Render every line of the rows below as a Markdown table with two columns, "No." for the line number and "Text" for the line itself, skipping blank lines. Leave the pictures out of the table.

>> BEGIN DATA TO PROCESS

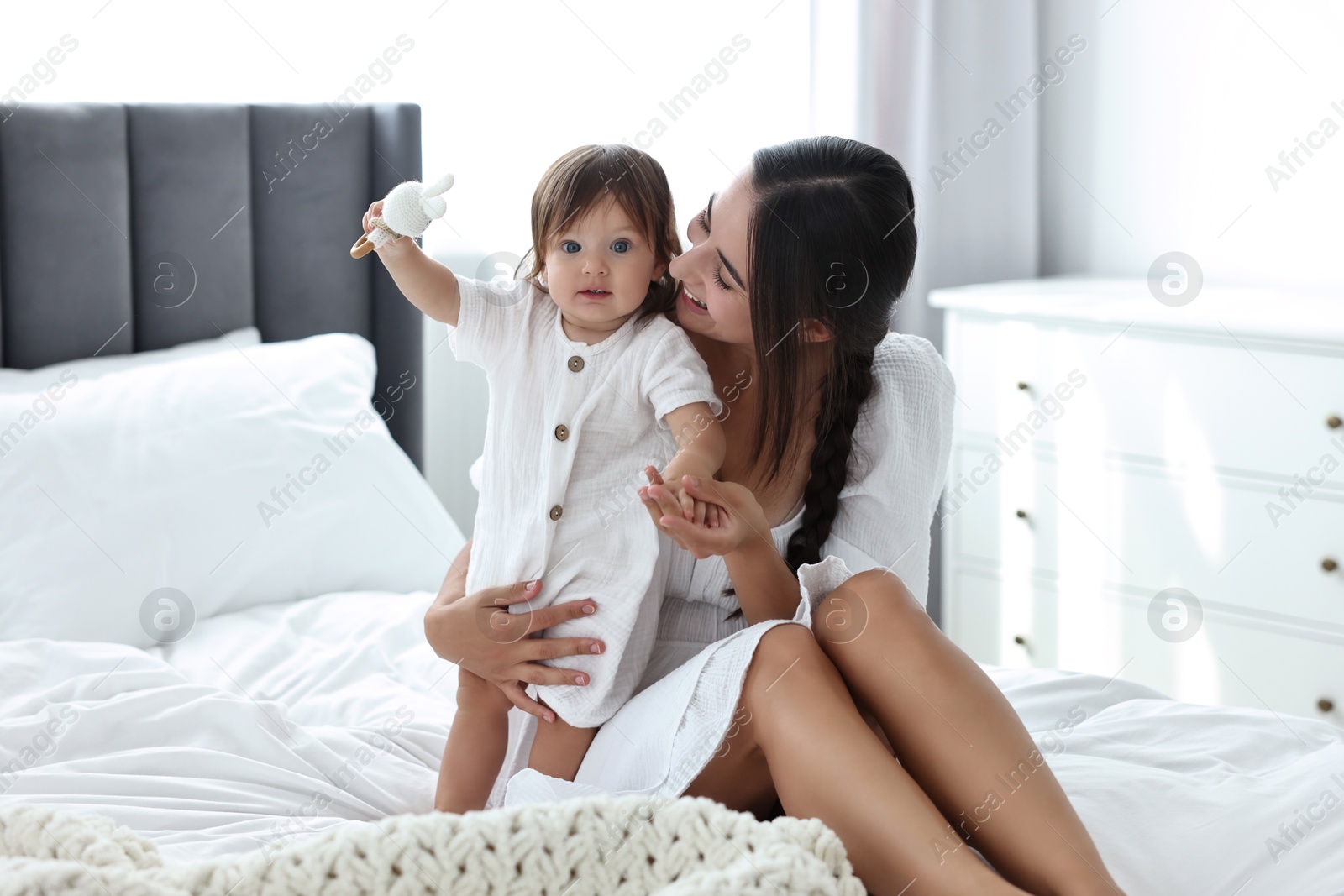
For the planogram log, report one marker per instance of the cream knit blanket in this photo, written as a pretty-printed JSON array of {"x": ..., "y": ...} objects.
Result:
[{"x": 600, "y": 846}]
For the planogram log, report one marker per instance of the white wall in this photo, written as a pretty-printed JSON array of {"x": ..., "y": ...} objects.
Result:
[{"x": 1169, "y": 120}]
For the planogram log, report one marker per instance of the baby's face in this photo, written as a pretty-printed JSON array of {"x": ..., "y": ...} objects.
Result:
[{"x": 598, "y": 268}]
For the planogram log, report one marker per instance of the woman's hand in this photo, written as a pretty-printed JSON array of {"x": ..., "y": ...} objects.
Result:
[
  {"x": 481, "y": 636},
  {"x": 726, "y": 517}
]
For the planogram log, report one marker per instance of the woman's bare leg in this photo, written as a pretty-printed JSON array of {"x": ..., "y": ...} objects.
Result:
[
  {"x": 827, "y": 763},
  {"x": 958, "y": 736}
]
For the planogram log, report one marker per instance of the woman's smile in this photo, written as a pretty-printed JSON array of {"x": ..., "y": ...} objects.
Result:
[{"x": 692, "y": 302}]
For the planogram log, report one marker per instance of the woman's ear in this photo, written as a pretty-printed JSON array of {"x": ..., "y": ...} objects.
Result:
[{"x": 815, "y": 331}]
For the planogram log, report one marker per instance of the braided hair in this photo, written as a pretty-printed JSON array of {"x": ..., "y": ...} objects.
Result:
[{"x": 831, "y": 239}]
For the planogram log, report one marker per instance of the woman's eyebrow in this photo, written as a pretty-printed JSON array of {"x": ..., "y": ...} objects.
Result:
[{"x": 732, "y": 269}]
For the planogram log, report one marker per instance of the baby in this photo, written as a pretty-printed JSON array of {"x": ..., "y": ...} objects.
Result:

>> END DATA TO PROCESS

SOLUTION TO THIS EXERCISE —
| No. | Text |
|---|---|
| 1 | For the planogram log, report one marker per instance of the cream knit blanket in this photo, written as a pretty-printed JSON array of {"x": ..., "y": ...} objects. |
| 2 | Result: |
| 3 | [{"x": 600, "y": 846}] |
| 4 | For the planogram log, report one marker per instance of the white wall in this photo, written as a pretty-printed JSON array of {"x": ..., "y": ...} objects. |
| 5 | Result: |
| 6 | [{"x": 1169, "y": 120}] |
| 7 | For the planogram log, report one marker per instance of the baby's face in this photo, written as a pretty-printed JSON array of {"x": ..., "y": ...} objects. |
| 8 | Result: |
| 9 | [{"x": 598, "y": 268}] |
| 10 | For the planogram log, report one marker per instance of the woman's hand in this photo, written as a pretty-printed JSON array of {"x": ..., "y": ...} objects. |
| 11 | Result: |
| 12 | [ |
| 13 |   {"x": 481, "y": 636}, |
| 14 |   {"x": 726, "y": 517} |
| 15 | ] |
| 16 | For the planogram log, report one marker per instance of the woman's bare leg in this photo, written as a pretty-printed JSON array of {"x": ..., "y": ...} objects. |
| 17 | Result: |
| 18 | [ |
| 19 |   {"x": 827, "y": 763}, |
| 20 |   {"x": 958, "y": 736} |
| 21 | ] |
| 22 | For the planogram log, report one marker per instance of the woman's smile in this photo, written as a pretty-printed JSON array of {"x": ..., "y": ...} objects. |
| 23 | Result: |
| 24 | [{"x": 692, "y": 302}] |
| 25 | For the planogram log, report one marker per instance of the woman's ear in this photo, written as a pretty-printed JSON array of {"x": ..., "y": ...} objects. |
| 26 | Result: |
| 27 | [{"x": 815, "y": 331}] |
| 28 | For the planogram log, report one marker per instance of the braided hair in this photo, written as a pretty-printed JSON array of {"x": ..., "y": ...} objects. |
| 29 | Result: |
| 30 | [{"x": 831, "y": 239}] |
| 31 | For the planogram log, report one marker per instance of the woman's eyebrow in this photo, written as a pretty-printed JSON array of {"x": ..., "y": ...} objects. |
| 32 | Result: |
| 33 | [{"x": 732, "y": 269}] |
| 34 | For the planogram log, report one marker per instance of the baby in this photo, written as a pretty-printed JSON array of {"x": ..., "y": ...} objects. |
| 35 | Result: |